### What you should do
What are the lines from the top of the entries below through the line containing "Target: light blue dress shirt"? Return them exactly, both ends included, without the pictures.
-- Opening Marker --
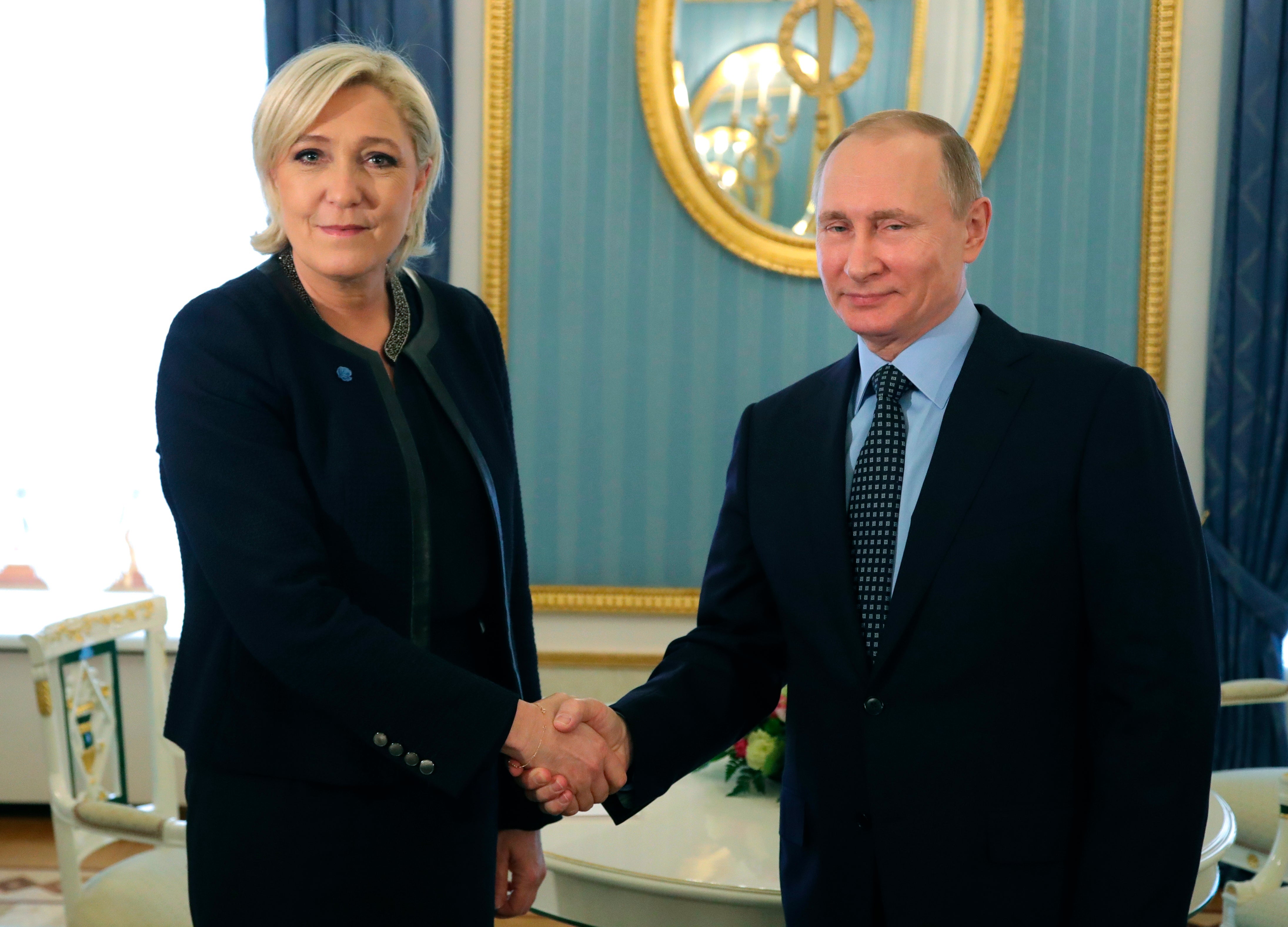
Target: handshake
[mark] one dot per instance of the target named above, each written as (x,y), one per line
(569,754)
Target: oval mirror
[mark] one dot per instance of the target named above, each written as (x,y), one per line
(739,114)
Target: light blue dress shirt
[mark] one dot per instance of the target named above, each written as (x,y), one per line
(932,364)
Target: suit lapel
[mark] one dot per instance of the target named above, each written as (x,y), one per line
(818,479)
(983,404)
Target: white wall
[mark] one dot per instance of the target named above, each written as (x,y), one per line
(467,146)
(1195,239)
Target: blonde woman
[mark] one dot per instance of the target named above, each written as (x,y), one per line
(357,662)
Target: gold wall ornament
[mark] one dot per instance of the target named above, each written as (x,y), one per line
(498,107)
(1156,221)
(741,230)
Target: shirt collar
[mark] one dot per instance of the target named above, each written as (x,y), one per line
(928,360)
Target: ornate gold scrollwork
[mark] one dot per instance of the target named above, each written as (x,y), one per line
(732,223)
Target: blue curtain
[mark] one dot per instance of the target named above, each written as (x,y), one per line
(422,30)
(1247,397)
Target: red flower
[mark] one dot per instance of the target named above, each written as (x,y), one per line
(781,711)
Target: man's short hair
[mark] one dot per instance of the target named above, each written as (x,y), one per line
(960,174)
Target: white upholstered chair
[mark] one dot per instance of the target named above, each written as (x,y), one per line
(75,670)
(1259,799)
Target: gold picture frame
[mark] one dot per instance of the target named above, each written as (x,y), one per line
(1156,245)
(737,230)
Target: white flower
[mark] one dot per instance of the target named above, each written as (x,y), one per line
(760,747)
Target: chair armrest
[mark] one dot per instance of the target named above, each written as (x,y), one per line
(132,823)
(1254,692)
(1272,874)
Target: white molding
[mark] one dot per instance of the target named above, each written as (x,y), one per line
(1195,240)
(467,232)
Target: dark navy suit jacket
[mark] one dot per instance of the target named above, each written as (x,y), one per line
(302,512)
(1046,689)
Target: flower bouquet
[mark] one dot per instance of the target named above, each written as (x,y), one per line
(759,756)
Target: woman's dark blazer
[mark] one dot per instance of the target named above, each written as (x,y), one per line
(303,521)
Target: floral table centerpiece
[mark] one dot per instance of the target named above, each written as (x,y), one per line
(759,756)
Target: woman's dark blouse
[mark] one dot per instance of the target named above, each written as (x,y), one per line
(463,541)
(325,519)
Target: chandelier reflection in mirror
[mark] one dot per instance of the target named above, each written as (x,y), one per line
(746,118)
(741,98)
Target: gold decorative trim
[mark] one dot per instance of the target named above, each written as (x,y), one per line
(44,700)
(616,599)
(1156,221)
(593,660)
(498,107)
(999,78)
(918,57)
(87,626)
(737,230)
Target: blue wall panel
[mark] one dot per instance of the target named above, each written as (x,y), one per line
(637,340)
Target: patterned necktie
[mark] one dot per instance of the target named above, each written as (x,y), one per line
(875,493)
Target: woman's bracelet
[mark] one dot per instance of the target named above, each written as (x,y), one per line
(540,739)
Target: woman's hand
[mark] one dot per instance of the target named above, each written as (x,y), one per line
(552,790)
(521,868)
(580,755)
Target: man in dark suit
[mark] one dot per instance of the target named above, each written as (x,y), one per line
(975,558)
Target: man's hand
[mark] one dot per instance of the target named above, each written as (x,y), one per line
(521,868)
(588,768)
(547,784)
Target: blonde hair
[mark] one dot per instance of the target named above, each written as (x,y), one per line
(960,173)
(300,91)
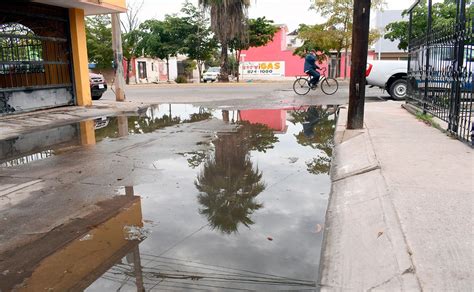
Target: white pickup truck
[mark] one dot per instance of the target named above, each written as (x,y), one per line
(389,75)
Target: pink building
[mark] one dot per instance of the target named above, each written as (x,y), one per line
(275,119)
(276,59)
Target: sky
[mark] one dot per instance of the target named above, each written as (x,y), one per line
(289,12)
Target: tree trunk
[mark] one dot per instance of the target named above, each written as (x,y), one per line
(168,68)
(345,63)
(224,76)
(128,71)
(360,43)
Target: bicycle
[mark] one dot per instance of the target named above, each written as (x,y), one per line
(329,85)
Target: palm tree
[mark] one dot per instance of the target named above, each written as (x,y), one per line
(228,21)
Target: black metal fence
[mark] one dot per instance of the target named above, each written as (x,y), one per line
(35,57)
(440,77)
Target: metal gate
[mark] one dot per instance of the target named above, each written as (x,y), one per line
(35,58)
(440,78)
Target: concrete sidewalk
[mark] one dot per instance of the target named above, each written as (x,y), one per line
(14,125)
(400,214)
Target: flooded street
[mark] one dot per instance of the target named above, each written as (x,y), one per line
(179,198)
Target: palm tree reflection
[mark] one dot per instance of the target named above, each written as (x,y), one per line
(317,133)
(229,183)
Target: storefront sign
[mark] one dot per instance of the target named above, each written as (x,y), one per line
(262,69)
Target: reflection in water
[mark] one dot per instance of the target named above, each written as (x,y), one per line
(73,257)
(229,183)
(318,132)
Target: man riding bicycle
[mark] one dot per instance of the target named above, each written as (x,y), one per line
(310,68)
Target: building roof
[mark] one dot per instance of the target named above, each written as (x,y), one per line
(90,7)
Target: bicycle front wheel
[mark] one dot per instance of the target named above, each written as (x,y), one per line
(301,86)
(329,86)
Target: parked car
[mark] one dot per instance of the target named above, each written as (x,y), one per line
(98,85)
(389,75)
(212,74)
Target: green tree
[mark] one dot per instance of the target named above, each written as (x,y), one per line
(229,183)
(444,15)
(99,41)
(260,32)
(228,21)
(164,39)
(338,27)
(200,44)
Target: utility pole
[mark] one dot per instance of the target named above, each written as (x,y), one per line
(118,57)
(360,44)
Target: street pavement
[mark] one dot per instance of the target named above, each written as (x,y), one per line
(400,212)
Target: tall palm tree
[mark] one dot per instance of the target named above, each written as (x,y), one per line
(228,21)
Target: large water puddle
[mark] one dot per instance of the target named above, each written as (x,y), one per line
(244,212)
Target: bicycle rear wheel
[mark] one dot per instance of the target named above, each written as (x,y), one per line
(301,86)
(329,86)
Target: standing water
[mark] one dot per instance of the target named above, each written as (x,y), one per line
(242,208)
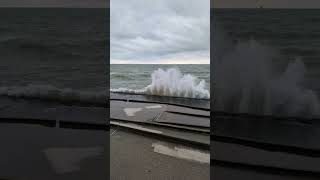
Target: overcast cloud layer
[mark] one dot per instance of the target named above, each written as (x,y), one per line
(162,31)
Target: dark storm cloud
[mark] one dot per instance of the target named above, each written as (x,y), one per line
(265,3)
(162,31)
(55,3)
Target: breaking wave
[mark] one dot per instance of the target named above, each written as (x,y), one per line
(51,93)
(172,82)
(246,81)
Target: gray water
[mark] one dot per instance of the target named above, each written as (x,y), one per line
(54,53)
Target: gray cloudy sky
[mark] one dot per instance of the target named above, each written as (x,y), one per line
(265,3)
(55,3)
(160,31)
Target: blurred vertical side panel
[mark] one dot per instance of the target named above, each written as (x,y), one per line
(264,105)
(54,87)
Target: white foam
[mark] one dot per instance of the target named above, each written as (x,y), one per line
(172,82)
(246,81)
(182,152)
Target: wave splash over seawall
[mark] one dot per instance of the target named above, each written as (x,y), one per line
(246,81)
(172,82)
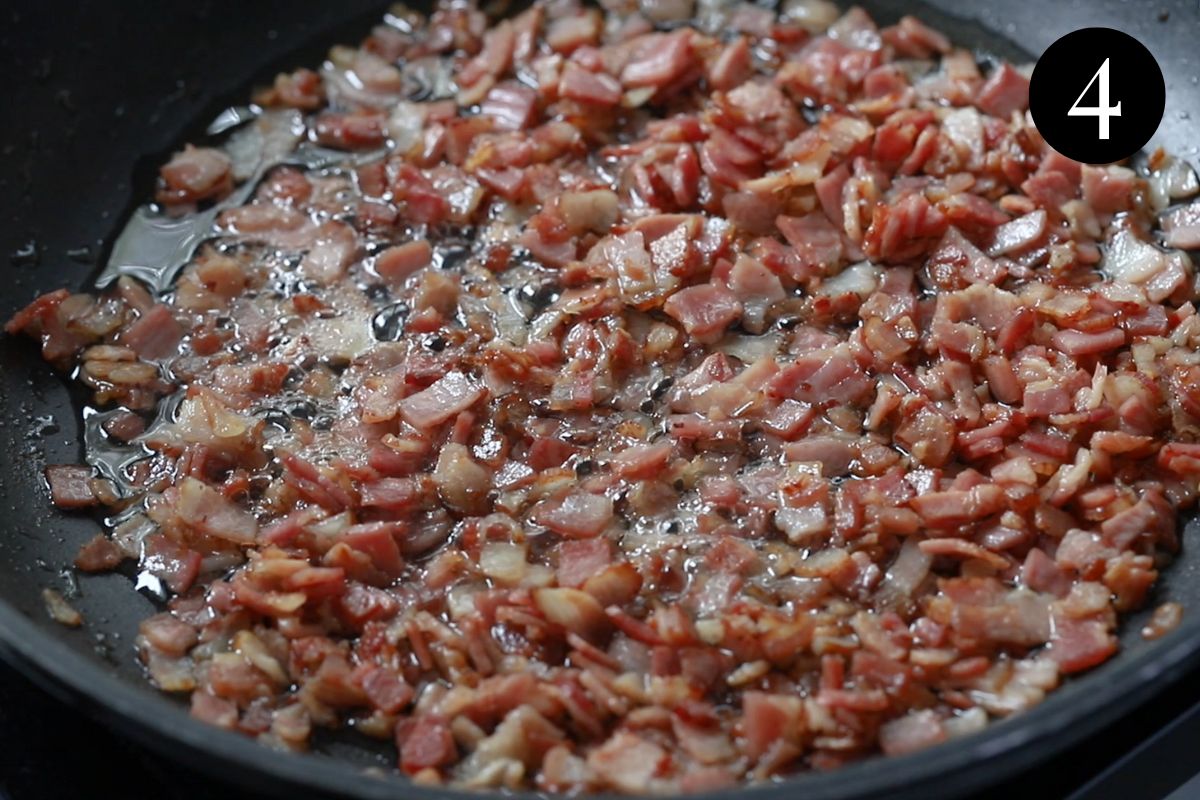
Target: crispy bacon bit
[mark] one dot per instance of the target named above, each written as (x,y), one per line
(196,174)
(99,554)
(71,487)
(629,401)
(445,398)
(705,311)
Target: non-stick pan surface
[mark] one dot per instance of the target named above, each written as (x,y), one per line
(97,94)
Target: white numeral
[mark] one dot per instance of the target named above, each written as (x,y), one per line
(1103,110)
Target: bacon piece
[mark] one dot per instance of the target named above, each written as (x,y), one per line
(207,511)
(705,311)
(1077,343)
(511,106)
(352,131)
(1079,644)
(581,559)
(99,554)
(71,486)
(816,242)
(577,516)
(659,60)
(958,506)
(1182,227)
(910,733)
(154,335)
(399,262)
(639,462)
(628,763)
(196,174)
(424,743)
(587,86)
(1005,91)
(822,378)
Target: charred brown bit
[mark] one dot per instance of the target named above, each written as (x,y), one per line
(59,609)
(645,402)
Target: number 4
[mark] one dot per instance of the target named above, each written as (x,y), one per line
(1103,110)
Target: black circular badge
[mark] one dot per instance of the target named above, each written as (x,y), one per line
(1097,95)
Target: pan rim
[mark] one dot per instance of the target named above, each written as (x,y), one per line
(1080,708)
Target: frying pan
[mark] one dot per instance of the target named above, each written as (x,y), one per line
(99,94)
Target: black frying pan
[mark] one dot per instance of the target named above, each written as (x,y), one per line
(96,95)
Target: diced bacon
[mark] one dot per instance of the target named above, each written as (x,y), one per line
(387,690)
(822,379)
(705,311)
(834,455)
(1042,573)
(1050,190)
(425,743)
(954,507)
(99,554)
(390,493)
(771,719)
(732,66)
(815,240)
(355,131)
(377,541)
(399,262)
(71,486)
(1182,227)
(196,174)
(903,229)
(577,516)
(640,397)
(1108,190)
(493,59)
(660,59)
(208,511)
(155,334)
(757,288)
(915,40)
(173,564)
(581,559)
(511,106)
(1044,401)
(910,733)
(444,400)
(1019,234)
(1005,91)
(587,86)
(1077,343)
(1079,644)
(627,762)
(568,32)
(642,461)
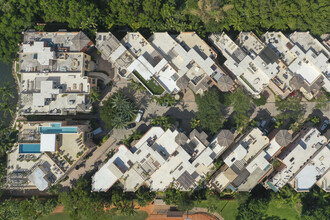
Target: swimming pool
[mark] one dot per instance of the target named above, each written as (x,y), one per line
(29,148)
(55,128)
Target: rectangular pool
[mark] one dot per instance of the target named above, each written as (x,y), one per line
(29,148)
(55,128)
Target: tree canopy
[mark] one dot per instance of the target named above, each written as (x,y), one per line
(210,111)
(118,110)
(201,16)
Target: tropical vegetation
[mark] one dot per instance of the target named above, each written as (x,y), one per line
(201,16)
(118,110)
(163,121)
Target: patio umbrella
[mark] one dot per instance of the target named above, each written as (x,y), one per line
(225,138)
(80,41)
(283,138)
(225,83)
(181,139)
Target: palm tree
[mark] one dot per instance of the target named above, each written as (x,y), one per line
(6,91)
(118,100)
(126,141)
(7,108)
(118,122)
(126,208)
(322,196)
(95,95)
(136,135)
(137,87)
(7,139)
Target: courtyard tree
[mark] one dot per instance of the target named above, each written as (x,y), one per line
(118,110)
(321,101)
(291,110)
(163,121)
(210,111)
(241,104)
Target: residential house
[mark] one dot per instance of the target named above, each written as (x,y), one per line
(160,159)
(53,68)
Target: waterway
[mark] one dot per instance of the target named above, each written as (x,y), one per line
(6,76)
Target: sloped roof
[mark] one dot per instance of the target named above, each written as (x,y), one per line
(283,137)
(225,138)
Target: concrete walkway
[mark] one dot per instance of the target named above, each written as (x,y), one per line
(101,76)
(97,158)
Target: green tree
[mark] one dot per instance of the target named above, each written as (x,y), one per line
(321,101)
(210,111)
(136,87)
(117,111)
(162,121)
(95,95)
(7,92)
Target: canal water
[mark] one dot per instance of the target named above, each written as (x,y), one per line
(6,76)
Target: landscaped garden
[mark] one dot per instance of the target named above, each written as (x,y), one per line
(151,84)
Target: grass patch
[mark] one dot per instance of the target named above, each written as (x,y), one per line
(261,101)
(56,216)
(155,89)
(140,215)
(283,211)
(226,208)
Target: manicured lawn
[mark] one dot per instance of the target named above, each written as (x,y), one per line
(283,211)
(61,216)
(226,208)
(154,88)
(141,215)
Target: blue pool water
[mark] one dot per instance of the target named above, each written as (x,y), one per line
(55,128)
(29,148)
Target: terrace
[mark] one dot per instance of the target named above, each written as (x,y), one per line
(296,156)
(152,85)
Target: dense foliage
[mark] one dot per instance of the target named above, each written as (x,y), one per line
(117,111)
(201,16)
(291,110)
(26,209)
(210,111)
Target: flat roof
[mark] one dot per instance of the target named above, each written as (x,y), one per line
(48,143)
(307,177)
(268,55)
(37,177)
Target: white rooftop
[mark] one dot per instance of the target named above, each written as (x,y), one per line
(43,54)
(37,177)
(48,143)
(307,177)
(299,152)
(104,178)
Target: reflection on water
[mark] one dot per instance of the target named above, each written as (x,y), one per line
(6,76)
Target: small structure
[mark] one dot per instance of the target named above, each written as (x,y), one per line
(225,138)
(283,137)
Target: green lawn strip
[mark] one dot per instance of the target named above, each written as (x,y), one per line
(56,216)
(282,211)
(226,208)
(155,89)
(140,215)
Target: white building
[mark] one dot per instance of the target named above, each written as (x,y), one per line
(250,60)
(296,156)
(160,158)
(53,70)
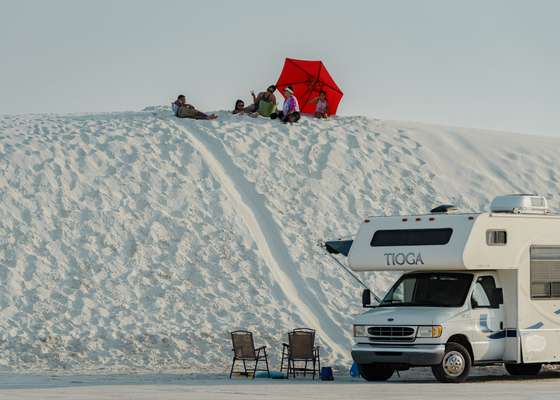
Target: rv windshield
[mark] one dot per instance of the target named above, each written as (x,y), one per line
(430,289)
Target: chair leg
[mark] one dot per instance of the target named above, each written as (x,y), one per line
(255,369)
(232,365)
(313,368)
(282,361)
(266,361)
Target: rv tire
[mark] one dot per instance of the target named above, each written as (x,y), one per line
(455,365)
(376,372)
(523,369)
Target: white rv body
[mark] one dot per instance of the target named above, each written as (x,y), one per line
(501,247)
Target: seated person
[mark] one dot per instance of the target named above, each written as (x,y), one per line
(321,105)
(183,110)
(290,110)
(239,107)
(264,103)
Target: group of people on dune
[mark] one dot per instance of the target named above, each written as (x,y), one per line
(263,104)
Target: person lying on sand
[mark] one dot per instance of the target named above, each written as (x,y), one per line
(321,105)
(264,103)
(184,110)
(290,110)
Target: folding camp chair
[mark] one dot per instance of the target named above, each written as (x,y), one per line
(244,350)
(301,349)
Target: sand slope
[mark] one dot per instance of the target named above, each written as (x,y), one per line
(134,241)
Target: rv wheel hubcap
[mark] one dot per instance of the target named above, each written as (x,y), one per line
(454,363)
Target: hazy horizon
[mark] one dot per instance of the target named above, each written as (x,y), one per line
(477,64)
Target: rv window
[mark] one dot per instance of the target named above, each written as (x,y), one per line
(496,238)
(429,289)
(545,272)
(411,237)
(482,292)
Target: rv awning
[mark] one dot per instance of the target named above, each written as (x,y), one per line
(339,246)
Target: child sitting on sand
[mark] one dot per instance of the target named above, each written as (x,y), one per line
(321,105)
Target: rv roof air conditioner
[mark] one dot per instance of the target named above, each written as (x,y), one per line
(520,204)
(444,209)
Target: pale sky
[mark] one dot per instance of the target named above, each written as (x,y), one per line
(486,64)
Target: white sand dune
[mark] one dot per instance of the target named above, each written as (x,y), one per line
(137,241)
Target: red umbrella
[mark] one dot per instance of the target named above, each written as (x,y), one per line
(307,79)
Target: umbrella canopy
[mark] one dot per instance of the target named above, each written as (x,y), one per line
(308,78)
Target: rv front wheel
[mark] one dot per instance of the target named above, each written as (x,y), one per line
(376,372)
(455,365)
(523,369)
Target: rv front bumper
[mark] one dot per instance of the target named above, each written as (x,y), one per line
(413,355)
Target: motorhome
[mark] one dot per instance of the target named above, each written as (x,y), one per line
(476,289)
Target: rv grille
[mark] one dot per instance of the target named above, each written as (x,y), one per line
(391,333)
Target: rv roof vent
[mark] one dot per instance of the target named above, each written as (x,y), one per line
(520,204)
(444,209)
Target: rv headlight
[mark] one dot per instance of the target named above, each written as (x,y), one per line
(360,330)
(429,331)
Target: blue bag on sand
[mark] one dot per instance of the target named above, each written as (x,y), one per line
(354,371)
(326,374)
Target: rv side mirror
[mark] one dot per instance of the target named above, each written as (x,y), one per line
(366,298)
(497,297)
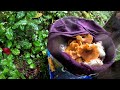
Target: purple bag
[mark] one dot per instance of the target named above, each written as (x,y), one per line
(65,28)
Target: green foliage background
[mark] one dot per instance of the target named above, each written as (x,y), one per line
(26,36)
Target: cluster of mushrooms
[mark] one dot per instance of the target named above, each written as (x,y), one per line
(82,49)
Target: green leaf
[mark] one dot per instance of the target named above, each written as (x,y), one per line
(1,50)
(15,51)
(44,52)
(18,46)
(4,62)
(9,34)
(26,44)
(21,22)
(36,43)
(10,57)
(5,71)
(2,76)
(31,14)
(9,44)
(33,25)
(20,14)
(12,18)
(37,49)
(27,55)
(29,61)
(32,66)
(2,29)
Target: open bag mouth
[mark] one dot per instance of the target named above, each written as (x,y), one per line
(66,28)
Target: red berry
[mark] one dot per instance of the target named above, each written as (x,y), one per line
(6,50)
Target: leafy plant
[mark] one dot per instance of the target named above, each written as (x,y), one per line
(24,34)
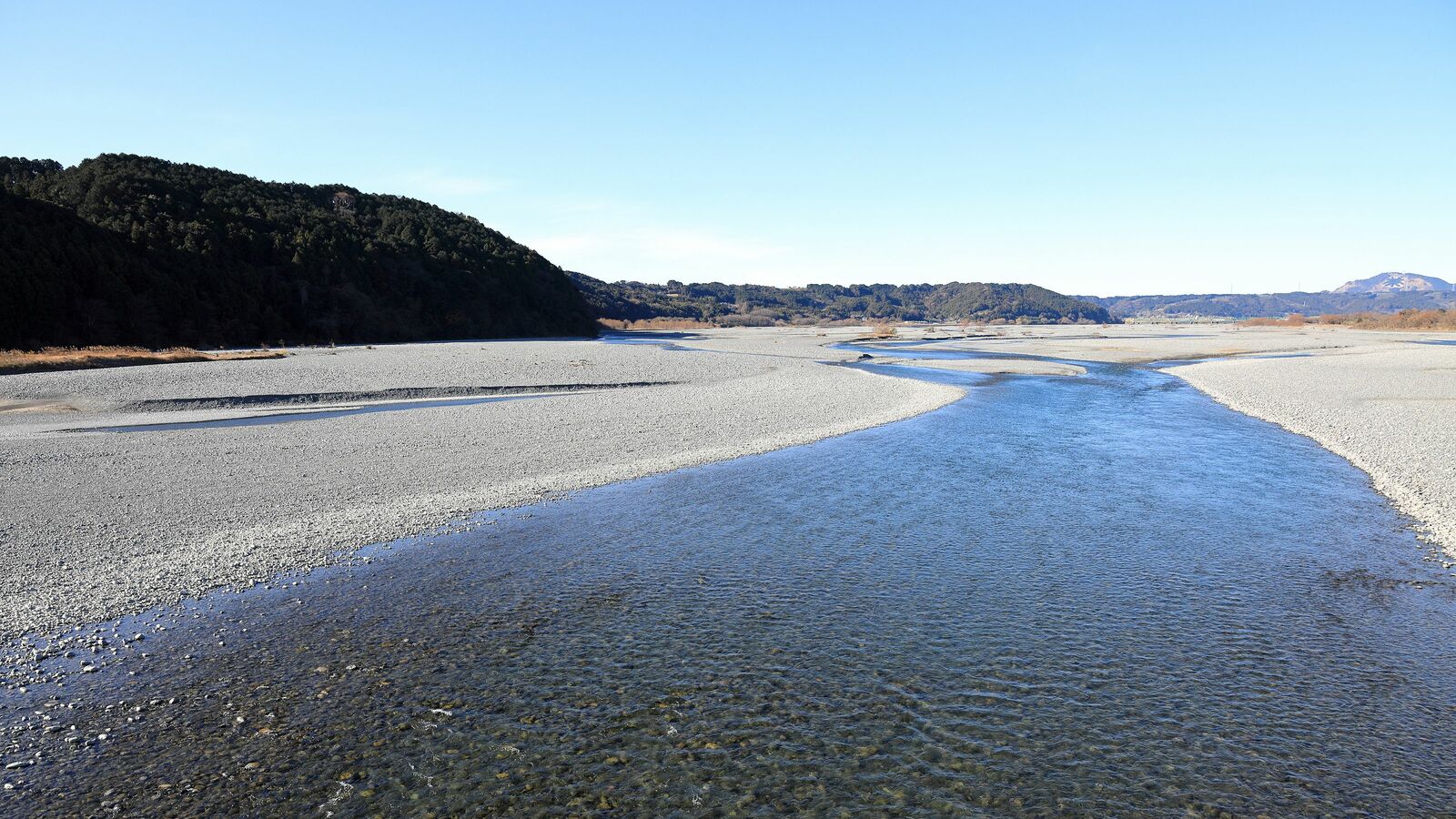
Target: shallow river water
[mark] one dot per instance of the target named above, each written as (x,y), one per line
-- Closing Marker --
### Solution for this problem
Target: handshake
[mark] one dot per instance of the target named above, each written as (x,y), one per line
(569,754)
Target: oval mirror
[mark] one dot per instance of the target named above, each written as (x,y), one per line
(739,114)
Target: light blue dress shirt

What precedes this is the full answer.